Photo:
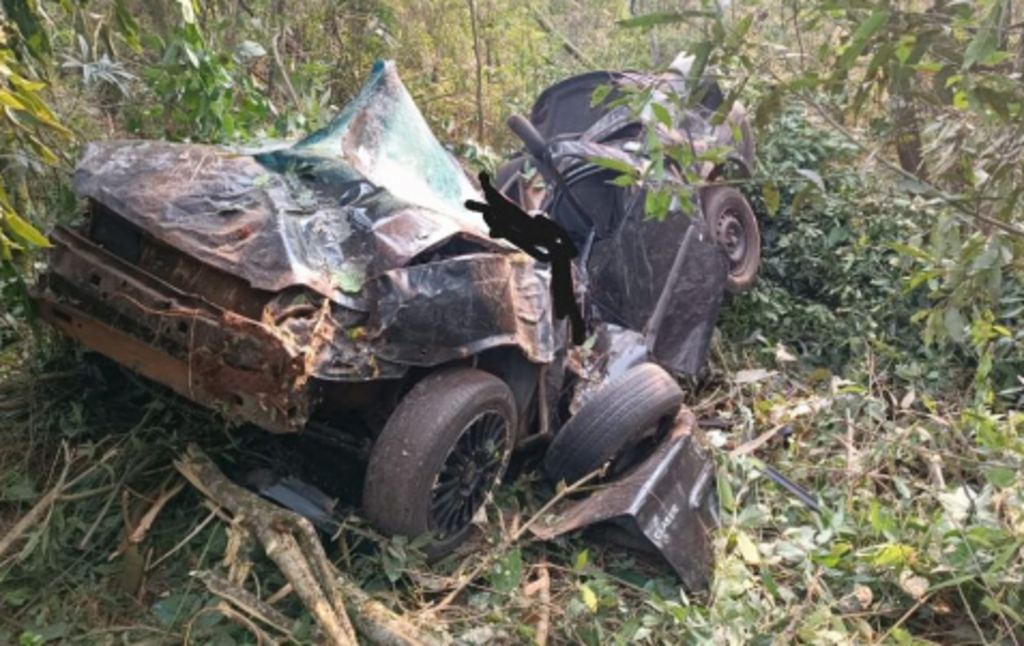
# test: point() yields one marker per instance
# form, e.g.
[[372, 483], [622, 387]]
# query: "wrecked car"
[[340, 283]]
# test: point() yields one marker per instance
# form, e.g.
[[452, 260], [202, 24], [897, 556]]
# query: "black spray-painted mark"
[[543, 239]]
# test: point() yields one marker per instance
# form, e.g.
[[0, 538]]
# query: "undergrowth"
[[919, 540]]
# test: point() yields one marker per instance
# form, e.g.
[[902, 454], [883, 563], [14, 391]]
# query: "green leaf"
[[349, 280], [127, 26], [954, 323], [662, 114], [772, 198], [8, 99], [612, 164], [895, 554], [813, 176], [624, 181], [664, 17], [861, 37], [588, 597], [23, 230], [748, 550], [600, 94], [768, 108], [986, 41], [187, 11], [25, 14], [583, 558]]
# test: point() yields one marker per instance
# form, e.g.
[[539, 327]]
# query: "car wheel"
[[620, 415], [439, 456], [734, 227]]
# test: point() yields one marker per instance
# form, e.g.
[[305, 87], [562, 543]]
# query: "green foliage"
[[200, 94], [29, 126]]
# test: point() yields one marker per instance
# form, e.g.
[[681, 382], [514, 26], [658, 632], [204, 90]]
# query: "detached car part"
[[667, 505]]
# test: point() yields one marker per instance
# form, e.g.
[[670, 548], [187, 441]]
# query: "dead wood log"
[[292, 544]]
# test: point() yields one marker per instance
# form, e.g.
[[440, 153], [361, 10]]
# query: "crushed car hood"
[[371, 192]]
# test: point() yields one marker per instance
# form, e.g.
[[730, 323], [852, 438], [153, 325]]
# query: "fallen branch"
[[567, 45], [245, 601], [293, 545], [542, 588]]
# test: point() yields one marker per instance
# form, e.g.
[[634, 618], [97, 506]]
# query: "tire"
[[734, 227], [620, 415], [413, 484]]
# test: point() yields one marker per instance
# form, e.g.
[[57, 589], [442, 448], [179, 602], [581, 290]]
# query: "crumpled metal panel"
[[426, 318], [358, 214], [667, 505]]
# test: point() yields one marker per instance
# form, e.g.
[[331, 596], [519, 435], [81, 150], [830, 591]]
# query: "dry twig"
[[292, 544]]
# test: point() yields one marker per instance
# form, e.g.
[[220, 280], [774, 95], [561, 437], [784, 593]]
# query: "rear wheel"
[[441, 453], [613, 423], [734, 227]]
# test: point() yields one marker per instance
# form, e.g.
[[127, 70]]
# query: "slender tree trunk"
[[479, 71]]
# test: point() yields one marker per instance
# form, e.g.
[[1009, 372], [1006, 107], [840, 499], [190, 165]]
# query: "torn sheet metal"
[[668, 503], [330, 259]]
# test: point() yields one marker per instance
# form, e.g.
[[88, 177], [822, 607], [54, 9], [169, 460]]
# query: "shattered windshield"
[[384, 136]]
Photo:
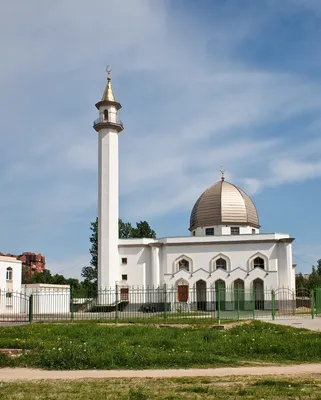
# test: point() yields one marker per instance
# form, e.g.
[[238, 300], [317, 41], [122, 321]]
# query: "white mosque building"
[[225, 248]]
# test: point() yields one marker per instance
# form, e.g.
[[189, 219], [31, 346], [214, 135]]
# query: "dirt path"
[[9, 374]]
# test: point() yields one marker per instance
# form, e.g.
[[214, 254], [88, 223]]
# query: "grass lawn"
[[168, 389], [90, 346]]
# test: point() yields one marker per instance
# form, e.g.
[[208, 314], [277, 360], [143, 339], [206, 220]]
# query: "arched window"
[[258, 262], [9, 274], [183, 264], [220, 263]]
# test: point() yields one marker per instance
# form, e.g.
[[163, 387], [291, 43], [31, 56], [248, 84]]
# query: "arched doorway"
[[258, 290], [182, 292], [220, 290], [239, 296], [201, 295]]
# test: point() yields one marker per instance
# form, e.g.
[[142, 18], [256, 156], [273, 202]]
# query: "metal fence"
[[182, 304]]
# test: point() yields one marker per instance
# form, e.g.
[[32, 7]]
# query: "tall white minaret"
[[108, 126]]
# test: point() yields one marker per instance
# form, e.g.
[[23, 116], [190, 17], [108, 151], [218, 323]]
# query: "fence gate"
[[14, 307]]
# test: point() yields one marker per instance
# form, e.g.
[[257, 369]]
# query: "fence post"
[[273, 304], [116, 298], [253, 302], [218, 306], [30, 308], [71, 304], [238, 303], [165, 302]]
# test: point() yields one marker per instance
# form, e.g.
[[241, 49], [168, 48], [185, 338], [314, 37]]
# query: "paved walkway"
[[15, 374]]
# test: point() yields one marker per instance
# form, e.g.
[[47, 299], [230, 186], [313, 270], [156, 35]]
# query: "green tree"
[[301, 282], [126, 231]]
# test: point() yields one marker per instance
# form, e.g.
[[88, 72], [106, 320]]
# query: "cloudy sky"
[[203, 83]]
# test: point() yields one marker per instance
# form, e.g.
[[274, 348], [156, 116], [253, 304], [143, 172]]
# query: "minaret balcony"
[[104, 123]]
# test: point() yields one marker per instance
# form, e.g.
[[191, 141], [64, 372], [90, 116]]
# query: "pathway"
[[10, 374]]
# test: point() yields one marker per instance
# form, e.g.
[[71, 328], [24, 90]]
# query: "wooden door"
[[182, 293]]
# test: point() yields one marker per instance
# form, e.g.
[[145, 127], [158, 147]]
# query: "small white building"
[[48, 299], [10, 284], [225, 248]]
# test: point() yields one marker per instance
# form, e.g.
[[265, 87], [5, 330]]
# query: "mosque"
[[225, 248]]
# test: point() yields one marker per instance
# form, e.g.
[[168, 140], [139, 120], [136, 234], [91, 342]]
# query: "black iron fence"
[[175, 304]]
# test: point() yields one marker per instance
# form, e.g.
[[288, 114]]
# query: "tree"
[[126, 231]]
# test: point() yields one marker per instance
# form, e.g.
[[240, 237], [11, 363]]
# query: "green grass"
[[89, 346], [227, 388]]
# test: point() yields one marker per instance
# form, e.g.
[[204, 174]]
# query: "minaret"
[[108, 126]]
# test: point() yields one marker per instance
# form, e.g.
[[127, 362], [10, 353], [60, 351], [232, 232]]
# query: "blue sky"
[[202, 84]]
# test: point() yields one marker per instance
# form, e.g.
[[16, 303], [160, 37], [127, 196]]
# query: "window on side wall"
[[8, 299], [258, 262], [183, 264], [221, 263], [9, 274], [235, 230], [209, 231]]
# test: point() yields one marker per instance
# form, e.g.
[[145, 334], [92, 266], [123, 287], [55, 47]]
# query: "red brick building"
[[35, 263]]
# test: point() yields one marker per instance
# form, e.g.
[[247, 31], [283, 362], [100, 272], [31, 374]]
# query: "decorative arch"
[[182, 290], [258, 260], [238, 284], [181, 282], [183, 262], [9, 274], [220, 261], [258, 291]]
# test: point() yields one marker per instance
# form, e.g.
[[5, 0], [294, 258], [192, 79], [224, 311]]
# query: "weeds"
[[90, 346]]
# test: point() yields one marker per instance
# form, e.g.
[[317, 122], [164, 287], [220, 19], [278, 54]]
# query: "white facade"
[[225, 246], [149, 262]]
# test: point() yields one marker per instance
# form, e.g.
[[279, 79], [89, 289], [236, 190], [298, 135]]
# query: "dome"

# Instructions for the task:
Will you quote all of the lines above verbatim, from the first to the last, leaving out the pictures?

# Expected answer:
Photo:
# test: point() yields one marker per instance
# form, e.g.
[[372, 483], [622, 387]]
# query: "wrecked car"
[[340, 283]]
# test: point() yields one marker per instance
# form, e.g.
[[452, 260], [202, 24], [897, 556]]
# query: "black spray-painted mark"
[[543, 239]]
# test: point() yields one marker per instance
# form, e.g.
[[0, 538]]
# query: "undergrowth"
[[919, 540]]
# test: point() yields one marker per instance
# form, e.g.
[[902, 454], [883, 563], [14, 391]]
# query: "green leaf"
[[349, 280], [127, 26], [954, 323], [662, 114], [772, 198], [8, 99], [612, 164], [895, 554], [813, 176], [624, 181], [664, 17], [861, 37], [588, 597], [23, 230], [748, 550], [600, 94], [768, 108], [986, 41], [187, 11], [25, 14], [583, 558]]
# test: point() yields one marker per instance
# form, e.g.
[[539, 327]]
# query: "car wheel"
[[620, 415], [439, 456], [734, 227]]
# test: point() yields one marker per instance
# form, e.g.
[[305, 87], [562, 543]]
# query: "green foliage"
[[200, 94], [29, 126]]
# test: point() yields one marker per instance
# form, e.g.
[[681, 382], [514, 26], [658, 632], [204, 90]]
# query: "detached car part"
[[667, 505]]
# test: point() yields one marker per instance
# form, e.g.
[[670, 548], [187, 441]]
# query: "dead wood log"
[[292, 544]]
# test: point() yields one marker per instance
# form, e.g.
[[440, 153], [361, 10]]
# query: "crushed car hood"
[[371, 192]]
# test: point() yields one marker per instance
# form, e.g.
[[730, 323], [852, 438], [153, 325]]
# query: "fallen branch"
[[567, 45], [245, 601], [293, 545], [542, 588]]
# test: point() yields one marker per instance
# form, e.g.
[[634, 618], [97, 506]]
# query: "tire"
[[734, 227], [620, 415], [413, 484]]
# test: point() yields one marker per instance
# form, e.g.
[[57, 589], [442, 448], [179, 602], [581, 290]]
# query: "crumpled metal panel"
[[426, 318], [358, 214], [667, 505]]
# test: point() yields one marker per instance
# form, e.g.
[[331, 596], [519, 435], [81, 150], [830, 591]]
# query: "dry twig"
[[292, 544]]
# test: point() yields one marker per instance
# form, e.g.
[[220, 280], [774, 95], [561, 437], [784, 593]]
# query: "rear wheel"
[[441, 453], [613, 423], [734, 227]]
# test: point() yields one marker per instance
# form, e.g.
[[127, 70]]
# query: "slender tree trunk"
[[479, 71]]
# test: point() yields one marker per instance
# form, e.g.
[[1009, 372], [1006, 107], [840, 499], [190, 165]]
# query: "torn sheet metal"
[[668, 503], [330, 259]]
# test: point() yields one marker per instance
# form, e.g.
[[88, 177], [822, 607], [54, 9], [169, 460]]
# query: "shattered windshield"
[[384, 136]]
Photo:
# test: point() yields one marker per instance
# form, e.g.
[[238, 300], [317, 41], [122, 321]]
# query: "white mosque building"
[[225, 248]]
# test: point() yields one marker per instance
# form, e.g.
[[189, 219], [31, 346], [214, 135]]
# query: "dirt path"
[[9, 374]]
# test: point() yields one marker per instance
# form, e.g.
[[214, 254], [88, 223]]
# query: "grass lawn"
[[168, 389], [90, 346]]
# test: point() yields one marker per instance
# form, e.g.
[[208, 314], [277, 360], [143, 339], [206, 220]]
# query: "arched window"
[[258, 262], [9, 274], [183, 264], [220, 263]]
# test: point() yields one marker per instance
# form, e.g.
[[163, 387], [291, 43], [31, 56], [248, 84]]
# query: "arched doorway"
[[258, 290], [182, 292], [220, 290], [239, 296], [201, 295]]
# test: point() yields one marker per instance
# form, e.g.
[[142, 18], [256, 156], [273, 202]]
# query: "metal fence"
[[182, 304]]
# test: point() yields one marker per instance
# form, e.g.
[[32, 7]]
# query: "tall white minaret"
[[108, 126]]
# test: point() yields one marker per instance
# form, e.g.
[[23, 116], [190, 17], [108, 151], [218, 323]]
# query: "fence gate"
[[14, 307]]
# test: point() yields one marker per instance
# form, e.g.
[[257, 369]]
# query: "fence post"
[[273, 304], [116, 298], [253, 302], [218, 306], [30, 308], [71, 304], [238, 303], [165, 302]]
# test: point() yields one marker per instance
# form, e.g.
[[241, 49], [168, 48], [185, 338], [314, 37]]
# query: "paved walkway"
[[15, 374]]
# test: point() yields one marker per instance
# form, e.g.
[[47, 299], [230, 186], [313, 270], [156, 35]]
# query: "green tree"
[[301, 282], [126, 231]]
# test: point() yields one marker per instance
# form, e.g.
[[88, 72], [106, 320]]
# query: "cloudy sky"
[[203, 83]]
# test: point() yields one marker per instance
# form, e.g.
[[274, 348], [156, 116], [253, 304], [143, 172]]
# query: "minaret balcony"
[[104, 123]]
# test: point() yields one marker per instance
# form, e.g.
[[191, 141], [64, 372], [90, 116]]
# query: "pathway"
[[10, 374]]
# test: point() yields one marker per instance
# form, e.g.
[[71, 328], [24, 90]]
# query: "wooden door"
[[182, 293]]
# test: point() yields one marker per instance
# form, e.g.
[[145, 127], [158, 147]]
# query: "small white building"
[[48, 299], [10, 284], [225, 248]]
# test: point() yields one marker per instance
# form, e.g.
[[265, 87], [5, 330]]
# query: "mosque"
[[225, 248]]
# test: point() yields one marker per instance
# form, e.g.
[[168, 140], [139, 120], [136, 234], [91, 342]]
# query: "black iron fence"
[[175, 304]]
# test: point() yields one marker per instance
# form, e.g.
[[288, 114]]
# query: "tree"
[[126, 231]]
# test: point() yields one marker per instance
# form, e.g.
[[240, 237], [11, 363]]
# query: "green grass"
[[89, 346], [227, 388]]
# test: point() yields one marker per instance
# form, e.g.
[[204, 174]]
# query: "minaret"
[[108, 126]]
# test: point() yields one marker per instance
# form, e.g.
[[127, 362], [10, 353], [60, 351], [232, 232]]
# query: "blue sky"
[[202, 84]]
# test: point() yields one marker per instance
# form, e.g.
[[16, 303], [160, 37], [127, 196]]
# query: "window on side wall"
[[8, 299], [258, 262], [183, 264], [221, 263], [9, 274], [235, 230], [209, 231]]
# test: point() yields one marker per instance
# form, e.g.
[[145, 334], [92, 266], [123, 287], [55, 47]]
# query: "red brick building"
[[35, 263]]
# test: point() yields one marker per instance
# form, e.g.
[[247, 31], [283, 362], [100, 272], [31, 374]]
# query: "decorative arch"
[[182, 290], [258, 260], [238, 284], [181, 282], [183, 262], [9, 274], [220, 261], [258, 291]]
# test: point() yields one marker per instance
# form, e.g.
[[5, 0], [294, 258], [192, 79], [224, 311]]
# query: "weeds"
[[90, 346]]
# test: point() yields one marker per instance
# form, e.g.
[[317, 122], [164, 287], [220, 19], [278, 54]]
# query: "white facade"
[[225, 246], [149, 262]]
# test: point() yields one marker per instance
# form, e.g.
[[279, 79], [89, 289], [236, 190], [298, 135]]
# query: "dome"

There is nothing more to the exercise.